**GIVEN PASSAGE**
=== Begin Enclosure ===
For training, you can use spot instances, which I have another video for if you look in my channel. And if you combine spot and elastic inference, you can actually save 70%, 80% across the end-to-end machine learning workflow from training to deployment. So I would take a look personally, although I'm not paying my bills. But if I was paying my bills, I would absolutely investigate and see if I can save a whole bunch of money here. Okay, well, that's it for Elastic Inference. So, super simple to use in SageMaker and also available for EC2 with TensorFlow and MXNet using extra APIs that we contributed. So give it a try. I will add links to all that stuff in the video description, and I guess that's it for this one. See you later. Bye-bye.
=== End Enclosure ===
**DATA BLOCK**
=== Begin Enclosure ===
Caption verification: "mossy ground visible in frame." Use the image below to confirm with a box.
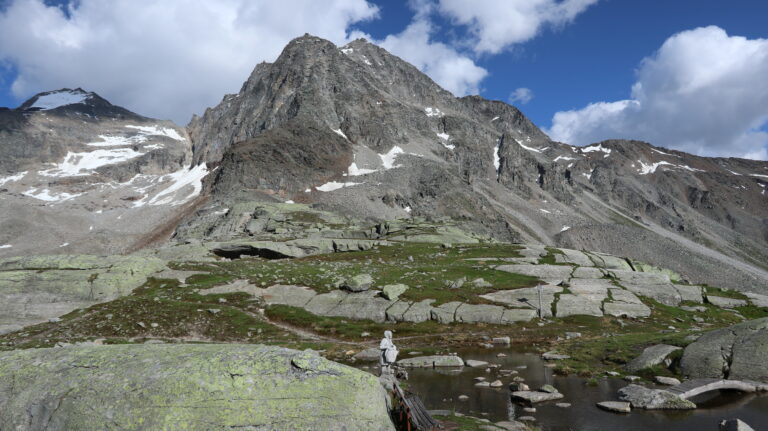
[0,242,768,384]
=== End Enclosure ===
**WHAT TO WORK ON**
[1] Recast the paragraph of the Elastic Inference passage beginning "For training, you can use spot instances" as a short bulleted list that keeps its main facts.
[2] Reproduce the stretch of the Elastic Inference passage that opens with the words containing "For training, you" and closes with "you later. Bye-bye.".

**ANSWERS IN ORDER**
[1]
- Spot instances can be used for training, and another video on the channel covers them.
- Combining spot instances with Elastic Inference can save 70% to 80% across the end-to-end machine learning workflow, from training to deployment.
- If paying the bills, the speaker would investigate these savings.
- Elastic Inference is simple to use in SageMaker.
- It is also available for EC2 with TensorFlow and MXNet, through extra APIs that were contributed.
- Links are in the video description.

[2]
For training, you can use spot instances, which I have another video for if you look in my channel. And if you combine spot and elastic inference, you can actually save 70%, 80% across the end-to-end machine learning workflow from training to deployment. So I would take a look personally, although I'm not paying my bills. But if I was paying my bills, I would absolutely investigate and see if I can save a whole bunch of money here. Okay, well, that's it for Elastic Inference. So, super simple to use in SageMaker and also available for EC2 with TensorFlow and MXNet using extra APIs that we contributed. So give it a try. I will add links to all that stuff in the video description, and I guess that's it for this one. See you later. Bye-bye.